▶ [Aim of the exercise]:
Reproduce the material below with "rough mask" swapped for "coarse mask" everywhere and nothing else changed, omitting the pictures.

[Segmentation mask data]

[Start of section]

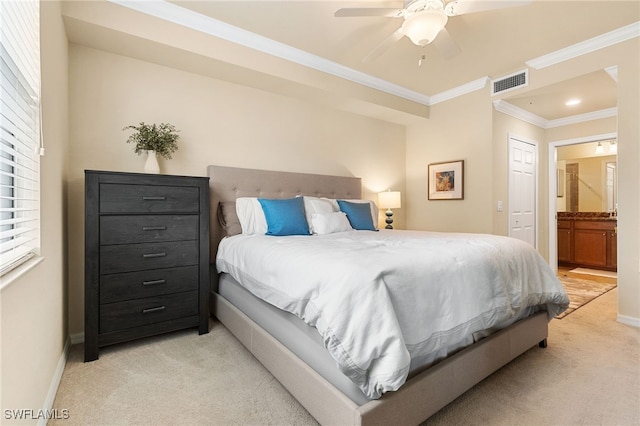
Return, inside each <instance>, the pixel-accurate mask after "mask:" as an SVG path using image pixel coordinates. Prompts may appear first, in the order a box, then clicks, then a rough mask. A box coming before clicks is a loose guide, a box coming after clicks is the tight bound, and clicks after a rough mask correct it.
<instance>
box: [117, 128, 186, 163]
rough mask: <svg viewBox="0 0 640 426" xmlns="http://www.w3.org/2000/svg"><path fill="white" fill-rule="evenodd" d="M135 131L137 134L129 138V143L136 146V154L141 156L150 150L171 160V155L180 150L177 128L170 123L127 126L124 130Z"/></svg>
mask: <svg viewBox="0 0 640 426" xmlns="http://www.w3.org/2000/svg"><path fill="white" fill-rule="evenodd" d="M128 129H133V130H135V133H133V134H131V135H130V136H129V139H127V143H133V144H135V153H136V154H138V155H140V154H141V153H143V152H146V151H148V150H151V151H155V152H156V153H157V154H158V155H160V156H162V157H164V158H166V159H170V158H171V154H173V153H174V152H176V151H177V150H178V138H179V137H180V135H178V133H177V132H179V130H176V128H175V127H174V126H173V125H171V124H168V123H161V124H160V125H156V124H145V123H144V122H140V125H139V126H127V127H125V128H124V129H122V130H128Z"/></svg>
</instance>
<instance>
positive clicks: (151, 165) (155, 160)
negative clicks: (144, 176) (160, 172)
mask: <svg viewBox="0 0 640 426" xmlns="http://www.w3.org/2000/svg"><path fill="white" fill-rule="evenodd" d="M144 172H145V173H160V164H158V157H157V155H156V152H155V151H152V150H148V151H147V161H146V162H145V163H144Z"/></svg>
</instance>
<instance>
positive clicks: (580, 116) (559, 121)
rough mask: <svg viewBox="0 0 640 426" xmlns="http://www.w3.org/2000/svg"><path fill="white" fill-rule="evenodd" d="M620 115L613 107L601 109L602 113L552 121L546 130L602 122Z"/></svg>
mask: <svg viewBox="0 0 640 426" xmlns="http://www.w3.org/2000/svg"><path fill="white" fill-rule="evenodd" d="M617 115H618V108H616V107H612V108H607V109H601V110H600V111H592V112H587V113H584V114H578V115H572V116H570V117H564V118H558V119H556V120H550V121H549V122H548V123H547V127H545V129H552V128H555V127H562V126H568V125H570V124H578V123H584V122H587V121H593V120H600V119H602V118H610V117H615V116H617Z"/></svg>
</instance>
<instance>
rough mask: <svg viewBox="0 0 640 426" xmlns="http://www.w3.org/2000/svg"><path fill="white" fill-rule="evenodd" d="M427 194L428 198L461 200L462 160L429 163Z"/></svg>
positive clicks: (462, 177)
mask: <svg viewBox="0 0 640 426" xmlns="http://www.w3.org/2000/svg"><path fill="white" fill-rule="evenodd" d="M427 194H428V199H429V200H463V199H464V160H457V161H447V162H443V163H431V164H429V170H428V173H427Z"/></svg>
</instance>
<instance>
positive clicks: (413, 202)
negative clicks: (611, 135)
mask: <svg viewBox="0 0 640 426" xmlns="http://www.w3.org/2000/svg"><path fill="white" fill-rule="evenodd" d="M639 52H640V47H639V41H638V38H634V39H632V40H630V41H627V42H623V43H619V44H616V45H614V46H611V47H608V48H605V49H600V50H598V51H595V52H593V53H589V54H586V55H583V56H580V57H578V58H575V59H570V60H567V61H564V62H561V63H559V64H557V65H553V66H550V67H547V68H543V69H540V70H535V69H530V73H529V77H530V78H529V82H530V83H529V86H528V87H527V88H526V89H521V92H525V91H527V90H533V89H537V88H541V87H545V86H547V85H551V84H554V83H558V82H561V81H564V80H567V79H570V78H573V77H577V76H580V75H583V74H588V73H590V72H593V71H596V70H602V69H604V68H607V67H610V66H614V65H617V66H618V117H617V121H616V120H615V119H608V120H602V121H594V122H590V123H585V124H582V125H579V126H566V127H563V128H557V129H549V130H546V131H545V130H542V129H539V128H536V127H535V126H532V125H529V124H526V123H523V122H521V121H520V120H516V119H512V118H510V117H507V116H505V115H504V114H501V113H498V112H493V114H492V102H493V100H494V99H492V97H491V96H490V93H489V90H488V89H486V90H483V91H476V92H473V93H471V94H468V95H465V96H462V97H459V98H456V99H453V100H451V101H449V102H445V103H443V104H437V105H435V106H433V107H432V108H431V117H430V119H429V121H428V122H425V123H424V124H417V125H411V126H408V128H407V182H406V186H407V199H408V200H409V202H408V203H407V204H408V210H407V212H406V214H407V225H408V227H410V228H416V229H431V230H442V231H450V230H455V231H471V232H493V233H496V234H507V233H508V229H507V228H508V217H507V215H506V214H505V213H498V212H496V211H495V203H496V202H497V201H498V200H505V211H507V204H506V200H507V199H508V197H507V195H508V191H507V188H508V187H507V180H506V178H507V158H508V157H507V149H506V146H507V145H506V135H507V134H508V133H514V134H516V135H519V136H522V137H528V138H530V139H534V140H537V141H539V142H540V145H539V160H540V161H539V165H540V167H539V179H538V183H539V197H538V200H539V212H540V217H539V221H538V225H539V226H538V242H539V244H538V249H539V251H540V252H541V253H542V254H543V256H548V245H549V241H548V232H549V223H548V222H549V220H548V214H547V213H548V209H549V202H548V199H549V196H548V195H549V188H548V180H549V179H548V167H549V166H548V164H547V163H548V146H547V144H548V143H550V142H555V141H559V140H566V139H572V138H579V137H584V136H590V135H594V134H602V133H608V132H615V131H617V132H618V182H619V187H618V189H619V215H618V227H619V232H620V234H619V238H618V256H619V259H618V276H619V279H618V289H619V318H620V320H622V321H627V322H629V323H634V324H636V325H637V324H638V321H639V319H640V243H639V241H640V238H639V236H640V227H639V224H640V206H639V203H638V199H639V191H638V187H639V186H640V168H638V166H637V165H638V159H639V158H640V149H639V147H640V124H639V123H640V121H639V120H638V117H639V116H640V107H639V102H640V101H639V99H640V96H639V94H640V89H639V80H640V79H638V75H639V70H638V66H639V64H640V58H639ZM516 93H517V92H516ZM518 94H521V93H518ZM612 125H613V127H612ZM459 158H464V159H466V160H467V162H466V164H465V175H466V176H465V200H464V201H426V167H427V164H428V163H432V162H437V161H448V160H455V159H459Z"/></svg>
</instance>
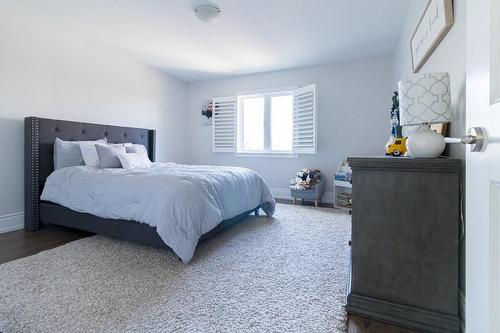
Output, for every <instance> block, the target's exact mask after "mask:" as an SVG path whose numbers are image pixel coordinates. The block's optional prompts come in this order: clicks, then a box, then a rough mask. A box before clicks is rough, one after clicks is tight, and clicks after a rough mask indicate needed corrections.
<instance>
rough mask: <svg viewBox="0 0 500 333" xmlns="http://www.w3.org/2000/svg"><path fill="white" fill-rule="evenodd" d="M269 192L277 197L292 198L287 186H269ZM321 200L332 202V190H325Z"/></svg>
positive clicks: (280, 197)
mask: <svg viewBox="0 0 500 333" xmlns="http://www.w3.org/2000/svg"><path fill="white" fill-rule="evenodd" d="M271 193H272V194H273V196H274V197H275V198H277V199H290V200H291V199H292V197H291V196H290V189H289V188H279V187H271ZM321 202H324V203H331V204H333V192H325V193H324V194H323V197H322V198H321Z"/></svg>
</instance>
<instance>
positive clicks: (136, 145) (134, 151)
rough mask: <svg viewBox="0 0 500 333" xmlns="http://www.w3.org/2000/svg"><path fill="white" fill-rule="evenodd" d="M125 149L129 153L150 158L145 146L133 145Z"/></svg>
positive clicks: (134, 144)
mask: <svg viewBox="0 0 500 333" xmlns="http://www.w3.org/2000/svg"><path fill="white" fill-rule="evenodd" d="M125 149H127V153H141V154H144V155H146V157H147V156H148V150H147V149H146V147H144V145H140V144H135V143H131V144H127V145H125Z"/></svg>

[End of section]

▶ [Response to the task]:
Return, inside each <instance>, the pixel-accurate mask after "mask:" as an SVG path using image pixel coordinates. Prompts may appear first, in the order a box, then clicks, then a coarse mask. A box coming before clicks is a loose guide, a box coming after clicks is the tight bound, and clicks after a coarse mask correct it.
<instance>
box: [117, 128, 186, 163]
coarse mask: <svg viewBox="0 0 640 426" xmlns="http://www.w3.org/2000/svg"><path fill="white" fill-rule="evenodd" d="M135 131L137 134L129 138V143L136 146V154L141 156L150 150L171 160V155L180 150L177 128L170 123L127 126L124 130Z"/></svg>
mask: <svg viewBox="0 0 640 426" xmlns="http://www.w3.org/2000/svg"><path fill="white" fill-rule="evenodd" d="M128 129H133V130H135V133H133V134H131V135H130V136H129V139H127V143H133V144H135V153H136V154H138V155H140V154H141V153H143V152H146V151H148V150H151V151H155V152H156V153H157V154H158V155H160V156H162V157H164V158H166V159H170V158H171V154H173V153H174V152H176V151H177V150H178V138H179V137H180V135H178V133H177V132H179V130H176V128H175V127H174V126H173V125H171V124H168V123H161V124H160V125H156V124H145V123H144V122H140V125H139V126H127V127H125V128H124V129H122V130H128Z"/></svg>
</instance>
<instance>
positive clicks: (151, 165) (155, 160)
negative clicks: (144, 176) (160, 172)
mask: <svg viewBox="0 0 640 426" xmlns="http://www.w3.org/2000/svg"><path fill="white" fill-rule="evenodd" d="M144 172H145V173H160V164H158V157H157V155H156V152H155V151H152V150H148V151H147V161H146V162H145V163H144Z"/></svg>
</instance>
<instance>
positive clicks: (580, 116) (559, 121)
coarse mask: <svg viewBox="0 0 640 426" xmlns="http://www.w3.org/2000/svg"><path fill="white" fill-rule="evenodd" d="M620 115L613 107L601 109L602 113L552 121L546 130L602 122Z"/></svg>
mask: <svg viewBox="0 0 640 426" xmlns="http://www.w3.org/2000/svg"><path fill="white" fill-rule="evenodd" d="M617 115H618V108H616V107H612V108H607V109H601V110H600V111H592V112H587V113H584V114H578V115H572V116H570V117H564V118H558V119H556V120H550V121H549V122H548V123H547V127H545V129H552V128H555V127H562V126H568V125H570V124H578V123H584V122H587V121H593V120H600V119H602V118H610V117H615V116H617Z"/></svg>
</instance>
<instance>
coarse mask: <svg viewBox="0 0 640 426" xmlns="http://www.w3.org/2000/svg"><path fill="white" fill-rule="evenodd" d="M427 194L428 198L461 200L462 160L429 163Z"/></svg>
positive clicks: (462, 177)
mask: <svg viewBox="0 0 640 426" xmlns="http://www.w3.org/2000/svg"><path fill="white" fill-rule="evenodd" d="M427 194H428V199H429V200H463V199H464V160H457V161H447V162H443V163H431V164H429V170H428V173H427Z"/></svg>
</instance>
<instance>
positive clicks: (413, 202)
negative clicks: (611, 135)
mask: <svg viewBox="0 0 640 426" xmlns="http://www.w3.org/2000/svg"><path fill="white" fill-rule="evenodd" d="M639 52H640V47H639V41H638V38H634V39H632V40H630V41H627V42H623V43H619V44H616V45H614V46H611V47H608V48H605V49H600V50H598V51H595V52H593V53H589V54H586V55H583V56H580V57H578V58H575V59H570V60H567V61H564V62H561V63H559V64H557V65H553V66H550V67H547V68H543V69H540V70H535V69H530V73H529V77H530V78H529V82H530V83H529V86H528V87H527V88H526V89H521V92H525V91H527V90H533V89H537V88H541V87H545V86H547V85H551V84H554V83H558V82H561V81H564V80H567V79H570V78H573V77H577V76H580V75H583V74H588V73H590V72H593V71H596V70H602V69H604V68H607V67H610V66H614V65H617V66H618V117H617V121H616V120H615V119H608V120H602V121H594V122H590V123H585V124H582V125H579V126H566V127H563V128H557V129H549V130H546V131H545V130H542V129H539V128H536V127H535V126H532V125H529V124H526V123H523V122H521V121H520V120H516V119H512V118H510V117H507V116H505V115H504V114H501V113H498V112H493V114H492V102H493V100H494V99H492V97H491V96H490V93H489V90H488V89H486V90H483V91H476V92H473V93H471V94H468V95H465V96H462V97H459V98H456V99H453V100H451V101H449V102H445V103H443V104H437V105H435V106H433V107H432V108H431V117H430V119H429V121H428V122H425V123H424V124H417V125H411V126H408V128H407V182H406V186H407V199H408V200H409V202H408V203H407V204H408V210H407V212H406V214H407V225H408V227H410V228H416V229H431V230H442V231H450V230H455V231H471V232H493V233H496V234H507V233H508V229H507V228H508V217H507V215H506V214H505V213H498V212H496V211H495V203H496V202H497V201H498V200H505V211H507V204H506V200H507V199H508V197H507V195H508V191H507V188H508V187H507V180H506V178H507V158H508V157H507V149H506V146H507V145H506V135H507V134H508V133H514V134H516V135H519V136H522V137H528V138H530V139H534V140H537V141H539V142H540V145H539V160H540V161H539V165H540V167H539V179H538V183H539V197H538V200H539V212H540V217H539V221H538V225H539V226H538V242H539V244H538V249H539V251H540V252H541V253H542V254H543V256H548V245H549V241H548V232H549V223H548V222H549V220H548V214H547V213H548V209H549V202H548V199H549V196H548V195H549V188H548V180H549V179H548V167H549V166H548V164H547V163H548V146H547V144H548V143H550V142H555V141H559V140H566V139H572V138H579V137H584V136H590V135H594V134H602V133H608V132H615V131H617V132H618V182H619V187H618V189H619V215H618V227H619V232H620V234H619V238H618V256H619V259H618V276H619V279H618V289H619V318H620V320H622V321H627V322H629V323H634V324H636V325H637V324H638V321H639V319H640V243H639V241H640V238H639V236H640V227H639V224H640V206H639V203H638V199H639V191H638V187H639V186H640V168H638V166H637V165H638V159H639V158H640V149H639V147H640V124H639V123H640V121H639V120H638V117H639V116H640V107H639V102H640V101H639V99H640V96H639V94H640V89H639V80H640V79H638V75H639V70H638V66H639V64H640V58H639ZM516 93H517V92H516ZM518 94H521V93H518ZM612 125H613V127H612ZM459 158H464V159H466V160H467V162H466V164H465V175H466V176H465V200H464V201H426V167H427V164H428V163H432V162H437V161H448V160H455V159H459Z"/></svg>
</instance>
Output, for every <instance> block, the target's exact mask after "mask:" as an SVG path whose numbers are image pixel coordinates. The block's optional prompts come in this order: clicks, then a box, then a coarse mask. A box before clicks is rough, one after clicks is tight, and clicks after a coarse mask indicate needed corrections.
<instance>
coarse mask: <svg viewBox="0 0 500 333" xmlns="http://www.w3.org/2000/svg"><path fill="white" fill-rule="evenodd" d="M269 192L277 197L292 198L287 186H269ZM321 200L332 202V190H325Z"/></svg>
positive clicks: (280, 197)
mask: <svg viewBox="0 0 500 333" xmlns="http://www.w3.org/2000/svg"><path fill="white" fill-rule="evenodd" d="M271 193H272V194H273V196H274V197H275V198H277V199H290V200H291V199H292V197H291V196H290V189H289V188H279V187H271ZM321 202H324V203H331V204H333V192H325V193H324V194H323V197H322V198H321Z"/></svg>
</instance>
<instance>
positive clicks: (136, 145) (134, 151)
coarse mask: <svg viewBox="0 0 500 333" xmlns="http://www.w3.org/2000/svg"><path fill="white" fill-rule="evenodd" d="M125 149L129 153L150 158L145 146L133 145Z"/></svg>
positive clicks: (134, 144)
mask: <svg viewBox="0 0 500 333" xmlns="http://www.w3.org/2000/svg"><path fill="white" fill-rule="evenodd" d="M125 149H127V153H141V154H144V155H146V157H147V156H148V150H147V149H146V147H144V145H140V144H135V143H131V144H127V145H125Z"/></svg>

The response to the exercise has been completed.